[start RECORDED DATA]

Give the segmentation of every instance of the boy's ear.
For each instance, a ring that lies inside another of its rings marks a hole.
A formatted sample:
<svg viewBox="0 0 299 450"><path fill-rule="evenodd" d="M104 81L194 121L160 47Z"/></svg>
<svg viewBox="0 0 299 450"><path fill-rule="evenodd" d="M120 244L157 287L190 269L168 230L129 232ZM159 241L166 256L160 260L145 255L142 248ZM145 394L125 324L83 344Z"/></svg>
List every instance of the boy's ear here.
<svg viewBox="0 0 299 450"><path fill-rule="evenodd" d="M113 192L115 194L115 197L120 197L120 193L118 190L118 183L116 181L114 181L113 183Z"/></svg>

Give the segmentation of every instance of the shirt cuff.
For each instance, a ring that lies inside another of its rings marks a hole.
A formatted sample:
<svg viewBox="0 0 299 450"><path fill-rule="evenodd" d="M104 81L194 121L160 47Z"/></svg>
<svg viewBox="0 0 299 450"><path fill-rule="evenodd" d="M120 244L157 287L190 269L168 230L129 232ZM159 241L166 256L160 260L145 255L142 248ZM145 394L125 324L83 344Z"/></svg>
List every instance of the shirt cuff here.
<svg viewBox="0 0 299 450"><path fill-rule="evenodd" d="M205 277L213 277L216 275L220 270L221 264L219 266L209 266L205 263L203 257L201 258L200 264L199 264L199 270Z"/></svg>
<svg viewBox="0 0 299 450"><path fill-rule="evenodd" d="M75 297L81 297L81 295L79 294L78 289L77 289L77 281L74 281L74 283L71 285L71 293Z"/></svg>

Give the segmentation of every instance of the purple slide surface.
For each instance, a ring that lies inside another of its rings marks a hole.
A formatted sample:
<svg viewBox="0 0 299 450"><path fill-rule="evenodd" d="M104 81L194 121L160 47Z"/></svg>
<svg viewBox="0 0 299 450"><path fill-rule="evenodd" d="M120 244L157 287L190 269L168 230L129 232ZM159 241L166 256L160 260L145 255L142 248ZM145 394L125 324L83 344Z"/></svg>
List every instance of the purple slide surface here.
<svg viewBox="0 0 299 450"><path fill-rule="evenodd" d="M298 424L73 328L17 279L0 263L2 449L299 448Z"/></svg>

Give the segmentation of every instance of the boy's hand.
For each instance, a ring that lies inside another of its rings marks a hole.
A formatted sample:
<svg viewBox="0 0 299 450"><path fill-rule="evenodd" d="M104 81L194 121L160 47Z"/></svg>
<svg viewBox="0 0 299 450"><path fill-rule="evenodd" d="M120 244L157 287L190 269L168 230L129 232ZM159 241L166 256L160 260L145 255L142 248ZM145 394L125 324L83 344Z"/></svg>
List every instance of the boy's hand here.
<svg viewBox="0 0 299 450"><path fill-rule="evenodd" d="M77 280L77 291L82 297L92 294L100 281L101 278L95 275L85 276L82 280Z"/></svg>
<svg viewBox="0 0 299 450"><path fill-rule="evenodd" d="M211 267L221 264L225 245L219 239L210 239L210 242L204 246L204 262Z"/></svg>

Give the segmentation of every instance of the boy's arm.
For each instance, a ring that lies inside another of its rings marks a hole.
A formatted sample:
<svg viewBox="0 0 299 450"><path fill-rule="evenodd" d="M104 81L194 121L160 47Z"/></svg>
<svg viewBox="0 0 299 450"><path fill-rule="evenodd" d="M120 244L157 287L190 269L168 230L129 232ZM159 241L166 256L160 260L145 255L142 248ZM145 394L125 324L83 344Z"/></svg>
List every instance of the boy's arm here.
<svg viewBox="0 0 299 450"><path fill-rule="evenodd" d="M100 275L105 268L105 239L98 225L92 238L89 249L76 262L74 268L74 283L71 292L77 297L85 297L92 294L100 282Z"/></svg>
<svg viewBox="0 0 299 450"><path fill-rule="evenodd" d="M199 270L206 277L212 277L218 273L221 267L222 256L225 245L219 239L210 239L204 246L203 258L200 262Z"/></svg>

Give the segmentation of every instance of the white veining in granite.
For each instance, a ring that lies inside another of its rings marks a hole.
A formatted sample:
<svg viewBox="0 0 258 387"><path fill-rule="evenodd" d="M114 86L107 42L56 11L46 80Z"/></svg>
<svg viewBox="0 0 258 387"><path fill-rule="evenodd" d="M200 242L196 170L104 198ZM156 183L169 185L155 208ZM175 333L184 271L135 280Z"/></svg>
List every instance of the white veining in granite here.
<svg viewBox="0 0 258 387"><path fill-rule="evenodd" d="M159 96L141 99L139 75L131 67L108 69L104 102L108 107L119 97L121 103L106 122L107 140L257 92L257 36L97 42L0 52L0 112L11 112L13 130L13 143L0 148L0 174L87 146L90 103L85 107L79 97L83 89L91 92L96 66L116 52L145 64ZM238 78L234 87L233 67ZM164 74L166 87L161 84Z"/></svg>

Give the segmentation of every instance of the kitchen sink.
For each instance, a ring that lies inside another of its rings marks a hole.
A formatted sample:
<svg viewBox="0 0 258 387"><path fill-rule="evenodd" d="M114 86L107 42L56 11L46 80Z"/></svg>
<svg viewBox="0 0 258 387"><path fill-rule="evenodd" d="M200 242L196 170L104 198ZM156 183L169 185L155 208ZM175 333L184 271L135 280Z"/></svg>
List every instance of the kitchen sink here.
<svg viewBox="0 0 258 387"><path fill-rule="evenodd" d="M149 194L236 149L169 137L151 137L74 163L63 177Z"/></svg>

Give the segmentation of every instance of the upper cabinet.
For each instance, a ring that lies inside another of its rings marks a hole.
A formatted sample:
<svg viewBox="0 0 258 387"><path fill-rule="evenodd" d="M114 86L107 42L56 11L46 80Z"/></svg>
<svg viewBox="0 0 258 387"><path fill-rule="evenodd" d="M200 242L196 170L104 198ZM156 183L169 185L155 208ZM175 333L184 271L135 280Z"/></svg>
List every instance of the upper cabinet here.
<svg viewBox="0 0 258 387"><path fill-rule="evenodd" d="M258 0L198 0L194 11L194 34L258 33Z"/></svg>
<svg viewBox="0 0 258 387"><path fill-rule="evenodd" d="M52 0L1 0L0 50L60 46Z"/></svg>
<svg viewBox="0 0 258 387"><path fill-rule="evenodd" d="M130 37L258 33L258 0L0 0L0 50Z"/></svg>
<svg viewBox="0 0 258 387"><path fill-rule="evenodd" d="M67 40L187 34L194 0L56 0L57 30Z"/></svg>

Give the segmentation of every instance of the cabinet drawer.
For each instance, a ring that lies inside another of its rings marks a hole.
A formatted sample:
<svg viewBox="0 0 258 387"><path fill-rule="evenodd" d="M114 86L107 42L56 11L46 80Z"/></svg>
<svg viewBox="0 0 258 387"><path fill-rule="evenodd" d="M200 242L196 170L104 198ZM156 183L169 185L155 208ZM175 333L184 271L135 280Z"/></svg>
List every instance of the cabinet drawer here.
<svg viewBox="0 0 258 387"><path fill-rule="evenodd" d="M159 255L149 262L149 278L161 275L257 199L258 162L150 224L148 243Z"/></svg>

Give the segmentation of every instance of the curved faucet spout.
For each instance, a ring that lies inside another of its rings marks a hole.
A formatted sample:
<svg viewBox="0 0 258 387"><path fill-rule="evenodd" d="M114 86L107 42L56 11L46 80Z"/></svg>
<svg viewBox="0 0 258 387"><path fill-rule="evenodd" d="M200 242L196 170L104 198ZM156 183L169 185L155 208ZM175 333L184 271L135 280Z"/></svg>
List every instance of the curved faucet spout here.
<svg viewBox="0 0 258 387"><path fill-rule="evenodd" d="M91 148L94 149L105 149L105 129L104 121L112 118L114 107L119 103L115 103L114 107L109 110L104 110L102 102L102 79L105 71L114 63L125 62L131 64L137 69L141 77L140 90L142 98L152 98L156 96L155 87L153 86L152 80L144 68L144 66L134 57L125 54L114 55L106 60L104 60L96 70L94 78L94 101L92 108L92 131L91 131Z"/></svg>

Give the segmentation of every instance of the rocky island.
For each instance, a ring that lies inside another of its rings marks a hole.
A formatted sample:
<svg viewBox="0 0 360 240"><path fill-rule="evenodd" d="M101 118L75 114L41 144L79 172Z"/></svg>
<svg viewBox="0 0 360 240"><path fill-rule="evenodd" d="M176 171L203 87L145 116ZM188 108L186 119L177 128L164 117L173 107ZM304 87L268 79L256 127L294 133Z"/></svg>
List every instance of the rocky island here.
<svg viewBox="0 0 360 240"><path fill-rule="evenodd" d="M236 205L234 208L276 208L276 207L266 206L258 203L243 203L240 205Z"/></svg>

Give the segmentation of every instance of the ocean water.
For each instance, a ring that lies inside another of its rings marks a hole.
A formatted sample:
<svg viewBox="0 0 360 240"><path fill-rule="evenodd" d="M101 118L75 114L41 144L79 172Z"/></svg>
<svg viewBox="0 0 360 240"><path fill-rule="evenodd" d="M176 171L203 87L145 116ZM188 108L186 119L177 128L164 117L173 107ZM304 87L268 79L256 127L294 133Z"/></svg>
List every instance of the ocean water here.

[end RECORDED DATA]

- INSTRUCTION -
Please give back every row from the start of the rows down to the one containing "297L81 297L81 295L79", swapping "shirt cuff" for "shirt sleeve" and leaving everything else as it is.

- TASK RESULT -
Give the segmentation of every instance of the boy's ear.
For each instance, a ring that lies inside another of its rings marks a hole.
A formatted sample:
<svg viewBox="0 0 299 450"><path fill-rule="evenodd" d="M104 81L194 121L160 47Z"/></svg>
<svg viewBox="0 0 299 450"><path fill-rule="evenodd" d="M120 244L157 287L190 269L168 230L129 232ZM159 241L166 256L160 260L145 255L142 248ZM145 394L125 324L83 344Z"/></svg>
List every instance of the boy's ear here.
<svg viewBox="0 0 299 450"><path fill-rule="evenodd" d="M113 192L115 194L115 197L120 197L120 193L118 190L118 183L116 181L114 181L113 183Z"/></svg>

Give the segmentation of every instance of the shirt sleeve.
For each instance, a ring that lies inside another of its rings marks a hole.
A formatted sample:
<svg viewBox="0 0 299 450"><path fill-rule="evenodd" d="M104 81L194 121L160 47Z"/></svg>
<svg viewBox="0 0 299 450"><path fill-rule="evenodd" d="M120 244L157 287L190 269L168 230L129 232ZM159 241L166 256L160 260L145 255L142 248ZM145 394L125 324L83 344Z"/></svg>
List every instance of the shirt sleeve here.
<svg viewBox="0 0 299 450"><path fill-rule="evenodd" d="M205 277L213 277L216 275L220 270L221 264L219 266L209 266L205 263L203 257L201 258L200 264L199 264L199 270Z"/></svg>
<svg viewBox="0 0 299 450"><path fill-rule="evenodd" d="M75 297L81 297L81 295L79 294L78 289L77 289L77 281L74 281L74 283L71 285L71 293Z"/></svg>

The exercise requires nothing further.